■ Task goal ■
Reproduce every line of the data below verbatim, omitting the pictures from your reproduction.

Entries from a data source:
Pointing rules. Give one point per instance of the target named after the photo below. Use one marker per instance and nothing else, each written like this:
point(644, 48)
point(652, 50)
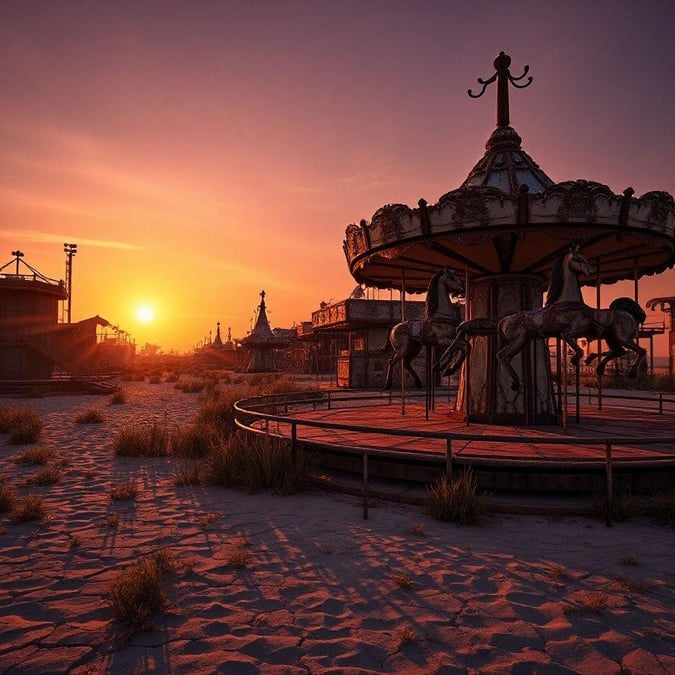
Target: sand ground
point(324, 591)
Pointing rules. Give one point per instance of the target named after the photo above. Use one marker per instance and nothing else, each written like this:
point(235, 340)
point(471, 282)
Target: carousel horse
point(570, 319)
point(563, 287)
point(441, 316)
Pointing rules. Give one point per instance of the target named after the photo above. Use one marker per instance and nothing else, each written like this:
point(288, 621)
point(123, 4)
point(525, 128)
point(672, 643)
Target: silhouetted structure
point(262, 342)
point(353, 335)
point(503, 228)
point(33, 345)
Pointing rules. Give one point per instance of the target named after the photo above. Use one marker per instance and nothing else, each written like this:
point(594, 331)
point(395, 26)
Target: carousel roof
point(509, 217)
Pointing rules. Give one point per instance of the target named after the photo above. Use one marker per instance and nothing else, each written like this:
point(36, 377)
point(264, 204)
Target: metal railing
point(266, 408)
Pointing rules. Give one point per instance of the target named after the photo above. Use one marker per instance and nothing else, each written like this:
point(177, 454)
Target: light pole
point(70, 250)
point(19, 255)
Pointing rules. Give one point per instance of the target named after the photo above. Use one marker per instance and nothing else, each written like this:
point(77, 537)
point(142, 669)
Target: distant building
point(356, 332)
point(33, 345)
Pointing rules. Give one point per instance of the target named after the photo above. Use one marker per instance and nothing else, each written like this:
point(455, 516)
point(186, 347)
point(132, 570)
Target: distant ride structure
point(262, 342)
point(504, 229)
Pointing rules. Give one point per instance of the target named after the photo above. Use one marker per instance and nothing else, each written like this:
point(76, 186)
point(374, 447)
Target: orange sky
point(200, 152)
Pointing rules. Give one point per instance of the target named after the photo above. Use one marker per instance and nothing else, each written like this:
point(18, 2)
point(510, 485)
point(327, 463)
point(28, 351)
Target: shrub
point(123, 491)
point(455, 500)
point(257, 463)
point(152, 441)
point(39, 455)
point(22, 424)
point(187, 474)
point(90, 416)
point(137, 593)
point(7, 498)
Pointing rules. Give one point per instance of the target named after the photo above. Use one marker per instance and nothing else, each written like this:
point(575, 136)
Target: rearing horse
point(566, 316)
point(563, 287)
point(441, 316)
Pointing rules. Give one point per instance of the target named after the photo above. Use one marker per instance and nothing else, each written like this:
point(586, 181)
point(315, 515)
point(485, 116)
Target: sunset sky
point(200, 151)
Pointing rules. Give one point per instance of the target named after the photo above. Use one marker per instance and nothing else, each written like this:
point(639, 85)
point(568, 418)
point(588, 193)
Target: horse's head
point(578, 263)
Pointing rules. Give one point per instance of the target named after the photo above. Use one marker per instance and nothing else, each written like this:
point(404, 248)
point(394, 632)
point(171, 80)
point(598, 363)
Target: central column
point(485, 392)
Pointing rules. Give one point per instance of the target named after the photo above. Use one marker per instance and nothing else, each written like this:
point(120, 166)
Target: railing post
point(294, 442)
point(365, 485)
point(448, 457)
point(609, 488)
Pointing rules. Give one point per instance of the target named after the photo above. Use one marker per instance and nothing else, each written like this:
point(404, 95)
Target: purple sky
point(200, 151)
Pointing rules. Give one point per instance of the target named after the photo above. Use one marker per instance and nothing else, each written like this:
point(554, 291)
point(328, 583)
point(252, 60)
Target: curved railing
point(279, 408)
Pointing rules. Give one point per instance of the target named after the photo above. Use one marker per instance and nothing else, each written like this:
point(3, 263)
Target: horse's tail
point(629, 305)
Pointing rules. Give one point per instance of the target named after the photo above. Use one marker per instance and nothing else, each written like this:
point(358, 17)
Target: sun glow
point(145, 314)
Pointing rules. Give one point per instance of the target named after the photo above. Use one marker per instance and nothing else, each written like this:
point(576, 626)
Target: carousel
point(512, 233)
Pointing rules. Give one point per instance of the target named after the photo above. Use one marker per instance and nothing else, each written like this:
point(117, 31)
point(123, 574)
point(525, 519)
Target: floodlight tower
point(70, 250)
point(18, 255)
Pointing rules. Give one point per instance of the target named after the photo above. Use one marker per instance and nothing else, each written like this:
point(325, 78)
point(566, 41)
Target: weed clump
point(257, 463)
point(137, 594)
point(456, 500)
point(151, 441)
point(23, 425)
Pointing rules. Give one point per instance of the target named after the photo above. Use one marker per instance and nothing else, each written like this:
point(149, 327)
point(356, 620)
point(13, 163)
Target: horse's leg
point(506, 354)
point(448, 354)
point(615, 350)
point(572, 342)
point(395, 343)
point(412, 351)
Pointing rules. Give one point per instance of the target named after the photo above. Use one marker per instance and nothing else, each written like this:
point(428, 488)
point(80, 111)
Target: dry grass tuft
point(238, 557)
point(48, 476)
point(39, 455)
point(456, 499)
point(150, 441)
point(402, 581)
point(23, 425)
point(257, 463)
point(187, 474)
point(137, 594)
point(405, 636)
point(123, 491)
point(7, 498)
point(90, 416)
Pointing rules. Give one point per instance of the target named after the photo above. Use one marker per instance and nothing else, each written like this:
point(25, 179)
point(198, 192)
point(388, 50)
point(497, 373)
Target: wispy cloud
point(50, 238)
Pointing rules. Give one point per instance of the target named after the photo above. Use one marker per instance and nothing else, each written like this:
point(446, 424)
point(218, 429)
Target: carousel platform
point(630, 441)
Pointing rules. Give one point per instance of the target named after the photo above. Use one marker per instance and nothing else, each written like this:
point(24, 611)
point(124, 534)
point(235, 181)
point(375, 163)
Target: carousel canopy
point(509, 217)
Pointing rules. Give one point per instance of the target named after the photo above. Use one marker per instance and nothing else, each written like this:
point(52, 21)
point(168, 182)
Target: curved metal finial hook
point(503, 77)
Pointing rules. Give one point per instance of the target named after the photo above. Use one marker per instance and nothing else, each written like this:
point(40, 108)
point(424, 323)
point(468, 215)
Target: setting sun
point(145, 314)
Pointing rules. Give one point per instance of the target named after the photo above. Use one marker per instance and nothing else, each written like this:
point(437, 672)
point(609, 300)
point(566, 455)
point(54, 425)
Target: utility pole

■ Task output ■
Pointing rules. Give one point per instance of the target named after the photo below. Use one marker per instance and nothing else, each written like this:
point(644, 48)
point(652, 50)
Target: sand ground
point(324, 591)
Pointing rules. Give one point per instance of the target named after the photo above. Use one marker per instance and nothing else, each written like this:
point(235, 340)
point(471, 282)
Target: carousel horse
point(570, 319)
point(563, 287)
point(441, 316)
Pointing rules. Give one point per instance of the target named after the photo above. Use one marker per instance and nothing else, each written like this:
point(288, 621)
point(123, 4)
point(525, 128)
point(672, 643)
Target: silhouetted structure
point(262, 342)
point(353, 335)
point(503, 228)
point(33, 345)
Pointing rules. Give one point per instance of the target named after the photo above. Use one marker per instance and nothing else, each written like this:
point(594, 331)
point(395, 26)
Target: carousel roof
point(509, 217)
Pointing rules. Give one point per instance of the target named after the photo above. Use one marker per instance and nothing else, each written like this:
point(36, 377)
point(264, 204)
Target: metal railing
point(266, 408)
Pointing rules. Give one point per instance of the target named after the photo above. Use one marker per instance and nothing else, each written like this:
point(177, 454)
Target: light pole
point(70, 250)
point(19, 255)
Pointing rules. Give one point per instance of the target named after the photo above. Use one marker per instance and nothing else, each written like this:
point(77, 537)
point(142, 669)
Target: distant building
point(356, 332)
point(33, 345)
Pointing rules. Give one point per instance of the target named after the photo above. Use one marker per instance and nothing else, each written like this:
point(455, 516)
point(186, 347)
point(132, 570)
Target: distant ride structure
point(262, 342)
point(504, 229)
Pointing rules. Give one point per instance of the target named after the photo above. Use one marker per instance and nothing else, each written like this:
point(76, 186)
point(374, 447)
Target: orange sky
point(200, 152)
Pointing rules. Give one point per instance of the target named after the photo above. Use one marker per instance and nothing else, each written like this:
point(18, 2)
point(510, 485)
point(327, 463)
point(28, 351)
Target: shrub
point(123, 491)
point(455, 500)
point(257, 463)
point(152, 441)
point(39, 455)
point(22, 424)
point(187, 474)
point(90, 416)
point(137, 593)
point(7, 498)
Pointing rules. Give one point per instance of the target named after the photo above. Use one marker per instance and nothing else, each written like this:
point(575, 136)
Target: rearing horse
point(566, 316)
point(563, 287)
point(441, 316)
Pointing rules. Give one point per instance of the target named after the photo above. Use one marker per instance and nothing else, each written like this:
point(586, 181)
point(315, 515)
point(485, 116)
Target: sunset sky
point(200, 151)
Pointing rules. Give one point per instance of the target named after the photo above. Use one marker per instance and nothing else, each written like this:
point(639, 85)
point(568, 418)
point(588, 193)
Target: horse's head
point(578, 263)
Pointing rules. Give one point per instance of the target named after the photo above. Use one marker per instance and nothing else, each written like this:
point(404, 248)
point(394, 632)
point(171, 80)
point(598, 363)
Target: central column
point(485, 392)
Pointing rules. Give one point per instance of the target named after the photo above. Use one marker per instance and nothing else, each written like this:
point(120, 166)
Target: railing post
point(294, 442)
point(365, 485)
point(448, 457)
point(609, 488)
Pointing rules. Give one point per instance of the target named after the photo above. Use one marker per instance and nothing else, each written like this:
point(404, 95)
Target: purple sky
point(200, 151)
Pointing rules. Give one point per instance of the target named after the photo above. Use one marker per instance and nothing else, each written like this:
point(554, 291)
point(328, 583)
point(252, 60)
Target: curved railing
point(279, 408)
Pointing rules. Give one point per instance of the target named after the photo above. Use one marker per instance and nothing else, each written like this:
point(3, 263)
Target: horse's tail
point(629, 305)
Pointing rules. Give one point per instance of the target named after the photo above. Use one marker per instance and nothing else, each written like this:
point(358, 17)
Target: sun glow
point(145, 314)
Pointing rules. Give one point per instance of the target named after the photo above. Use one marker per instance and nothing else, each written like this:
point(576, 626)
Target: carousel
point(512, 233)
Pointing rules. Give one point per instance of the target named after the photo above. Use one marker per instance and nothing else, each written like this:
point(117, 31)
point(123, 574)
point(525, 519)
Target: floodlight tower
point(70, 250)
point(18, 255)
Pointing rules. Give one point per instance of the target named after the photo above. Use one marker per instance and nothing else, each written like this:
point(325, 78)
point(566, 41)
Target: weed clump
point(257, 463)
point(137, 594)
point(456, 500)
point(151, 441)
point(23, 425)
Pointing rules. Give one point per instance of the target named after the photo above. Use one marker per instance and nothing else, each written like this:
point(149, 327)
point(356, 620)
point(13, 163)
Target: horse's leg
point(506, 354)
point(448, 354)
point(615, 350)
point(572, 342)
point(395, 343)
point(412, 351)
Pointing rules. Give one point per instance of the target named after the photo above. Use one marker per instance and nothing else, each written like this:
point(428, 488)
point(80, 111)
Target: dry grass tuft
point(238, 557)
point(48, 476)
point(39, 455)
point(456, 499)
point(150, 441)
point(402, 581)
point(23, 425)
point(257, 463)
point(187, 474)
point(137, 594)
point(405, 636)
point(123, 491)
point(7, 498)
point(90, 416)
Pointing rules. Give one point per instance of the target named after the photo above. Use one marker per instance and nothing else, each written like this:
point(25, 179)
point(198, 192)
point(388, 50)
point(497, 373)
Target: wispy cloud
point(50, 238)
Pointing rules. Give one point per instance of the target named after the photo above. Use one marker per instance and nothing else, each written like this:
point(446, 424)
point(218, 429)
Target: carousel platform
point(630, 441)
Pointing rules. Give one point per instance of the target named after the photo above. Use one marker per instance and nothing else, each written like this:
point(24, 611)
point(124, 534)
point(235, 181)
point(375, 163)
Target: carousel canopy
point(509, 217)
Pointing rules. Give one point per instance of the target named after the photo above. Use one marker per instance and nothing else, each written like this:
point(52, 21)
point(168, 182)
Target: curved metal finial hook
point(503, 77)
Pointing rules. Give one point per instance of the target named after the photo above. Use one marker per instance and nothing else, each written like this:
point(40, 108)
point(424, 323)
point(468, 215)
Target: setting sun
point(145, 314)
Pointing rules. Give one point per instance of the target named after the photo above. Use one marker per instance and nothing else, each written like this:
point(437, 672)
point(609, 300)
point(566, 455)
point(54, 425)
Target: utility pole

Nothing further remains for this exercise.